1) Down and Out in Paris and London by George Orwell 
Orwell is best known for his allegories of political paranoia, 1984 and Animal Farm. This is his first published book. Though he called it fiction, it is an account of his experiences working as a low-wage dishwasher in Paris and being homeless in England. It is written with wit and keenly observational prose that keeps it fresh today, and provides such advice as how to keep customers from detecting rats in a poorly run restaurant and how to use a taut rope as a pillow while sleeping on the street.
2) St. Lucy’s Home for Girls Raised by Wolves by Karen Russell
This short story collection, published when its author was only 25, is absolutely crazy. Russell’s subjects range from the title story, about a school run by kindly nuns whose mission is converting the children of werewolves into real human girls, to a story about a family of minotaurs heading west on a covered wagon. No matter how bizarre the situations, Russell never loses sight of her characters’ human side.
3) The White Tiger by Aravind Adiga
This first novel by Indian journalist Aravind Adiga is narrated by a chauffeur in New Delhi who murders his rich employer. The chauffeur, who comes from a remote village that he refers to only as “the Darkness,” ruled by greedy landlords that resemble storks and wild boars, makes clear that India’s recent economic rise is only for a few, and that most Indians still have to seize whatever they can get. The novel has been criticized by Indian intellectuals who doubt Adiga’s authority to write in the voice of India’s poorest citizens, but the wicked intelligence of the narrator as he maneuvers through one tricky situation after another makes the novel a fast, gripping read, whatever you think of its message.
4) Sula by Toni Morrison
Though the epic Beloved is better-known, many critics consider this slim novel Morrison’s best book. It chronicles the lives of two girls who grew up in the Bottoms, a rural black community: one who stayed behind to raise a family and the other, Sula, who left for the cities and returns to wreak havoc among the menfolk. The novel reminded me of a compressed One Hundred Years of Solitude; Morrison’s story moves so swiftly across three generations that it seems almost magical.
5) Pnin by Vladimir Nabokov
Funnier than Pale Fire and less scandalous than Lolita, Nabokov again satirizes America and academia in this comic novel about a bumbling Russian professor in New England. Pnin’s adventures are small-scale (getting on the wrong train while trying to be clever with the timetables, and thinking a prized punch bowl has been smashed during a faculty dinner party) but his awkward charm eventually wins over even the narrator, who has spent most of the novel mocking him. He may even make you reconsider that nerdy professor who you gave a 0 to on RateMyProfessors.com.

Region annotation entries:
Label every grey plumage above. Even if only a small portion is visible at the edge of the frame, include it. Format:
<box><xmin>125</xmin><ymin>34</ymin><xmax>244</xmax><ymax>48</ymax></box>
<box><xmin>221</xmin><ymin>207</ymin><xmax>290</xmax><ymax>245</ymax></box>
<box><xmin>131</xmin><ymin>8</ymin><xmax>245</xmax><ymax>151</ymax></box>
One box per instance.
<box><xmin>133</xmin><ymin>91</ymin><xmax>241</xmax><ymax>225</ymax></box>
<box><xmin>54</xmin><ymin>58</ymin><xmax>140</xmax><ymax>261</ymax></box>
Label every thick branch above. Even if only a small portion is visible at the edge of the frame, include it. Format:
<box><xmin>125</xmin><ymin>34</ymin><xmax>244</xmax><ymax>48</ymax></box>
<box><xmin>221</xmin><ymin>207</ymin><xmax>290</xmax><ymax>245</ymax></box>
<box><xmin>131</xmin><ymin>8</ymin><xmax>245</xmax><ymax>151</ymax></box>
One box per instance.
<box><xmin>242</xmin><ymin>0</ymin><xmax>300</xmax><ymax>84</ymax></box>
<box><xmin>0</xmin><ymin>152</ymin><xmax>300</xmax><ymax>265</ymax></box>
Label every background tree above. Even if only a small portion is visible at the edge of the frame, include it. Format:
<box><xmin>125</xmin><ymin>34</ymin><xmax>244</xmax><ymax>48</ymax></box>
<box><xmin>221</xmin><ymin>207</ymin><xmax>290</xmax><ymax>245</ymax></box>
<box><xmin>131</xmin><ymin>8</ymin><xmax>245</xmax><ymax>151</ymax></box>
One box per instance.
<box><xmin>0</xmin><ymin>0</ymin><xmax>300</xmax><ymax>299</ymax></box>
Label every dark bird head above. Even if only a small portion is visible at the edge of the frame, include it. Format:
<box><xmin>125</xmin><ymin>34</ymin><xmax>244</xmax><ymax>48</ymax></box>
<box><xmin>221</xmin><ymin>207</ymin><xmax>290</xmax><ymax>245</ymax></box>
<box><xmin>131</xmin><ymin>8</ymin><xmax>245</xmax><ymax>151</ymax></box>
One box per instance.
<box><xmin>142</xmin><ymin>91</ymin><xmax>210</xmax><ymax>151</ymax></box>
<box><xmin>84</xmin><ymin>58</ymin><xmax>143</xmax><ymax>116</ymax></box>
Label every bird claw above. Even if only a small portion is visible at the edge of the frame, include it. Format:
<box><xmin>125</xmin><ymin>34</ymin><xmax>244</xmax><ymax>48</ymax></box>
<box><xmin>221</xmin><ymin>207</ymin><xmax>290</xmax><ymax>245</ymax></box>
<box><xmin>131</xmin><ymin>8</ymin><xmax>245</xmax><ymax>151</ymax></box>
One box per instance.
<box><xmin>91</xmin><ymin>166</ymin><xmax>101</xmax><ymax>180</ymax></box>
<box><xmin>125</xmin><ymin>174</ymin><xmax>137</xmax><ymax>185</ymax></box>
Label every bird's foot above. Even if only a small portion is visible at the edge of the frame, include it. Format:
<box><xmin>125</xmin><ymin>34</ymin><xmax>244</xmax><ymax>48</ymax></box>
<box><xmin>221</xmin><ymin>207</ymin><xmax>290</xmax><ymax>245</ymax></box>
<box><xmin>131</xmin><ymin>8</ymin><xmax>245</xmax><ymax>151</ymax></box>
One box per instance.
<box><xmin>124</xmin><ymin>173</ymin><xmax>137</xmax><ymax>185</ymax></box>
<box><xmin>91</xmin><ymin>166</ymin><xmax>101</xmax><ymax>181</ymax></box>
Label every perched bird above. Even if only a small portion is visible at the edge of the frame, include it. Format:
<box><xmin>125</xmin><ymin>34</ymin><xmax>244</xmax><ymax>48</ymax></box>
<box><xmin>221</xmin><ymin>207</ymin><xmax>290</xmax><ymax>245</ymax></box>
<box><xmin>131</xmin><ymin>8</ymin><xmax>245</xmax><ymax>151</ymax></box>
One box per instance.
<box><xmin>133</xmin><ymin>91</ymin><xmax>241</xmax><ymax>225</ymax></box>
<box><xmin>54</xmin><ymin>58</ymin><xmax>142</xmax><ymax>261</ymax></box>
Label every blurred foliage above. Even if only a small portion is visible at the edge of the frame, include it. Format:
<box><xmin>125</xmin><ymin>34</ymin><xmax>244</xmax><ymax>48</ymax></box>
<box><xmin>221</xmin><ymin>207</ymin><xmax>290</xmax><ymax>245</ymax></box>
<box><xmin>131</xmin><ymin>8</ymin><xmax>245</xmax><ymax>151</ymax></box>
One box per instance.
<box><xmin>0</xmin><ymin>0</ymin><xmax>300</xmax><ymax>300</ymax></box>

--- DIRECTIONS FOR THIS TASK ---
Extract the part of the book recommendations starting at "3) The White" and ending at "of its message.".

--- RIGHT ANSWER ---
3) The White Tiger by Aravind Adiga
This first novel by Indian journalist Aravind Adiga is narrated by a chauffeur in New Delhi who murders his rich employer. The chauffeur, who comes from a remote village that he refers to only as “the Darkness,” ruled by greedy landlords that resemble storks and wild boars, makes clear that India’s recent economic rise is only for a few, and that most Indians still have to seize whatever they can get. The novel has been criticized by Indian intellectuals who doubt Adiga’s authority to write in the voice of India’s poorest citizens, but the wicked intelligence of the narrator as he maneuvers through one tricky situation after another makes the novel a fast, gripping read, whatever you think of its message.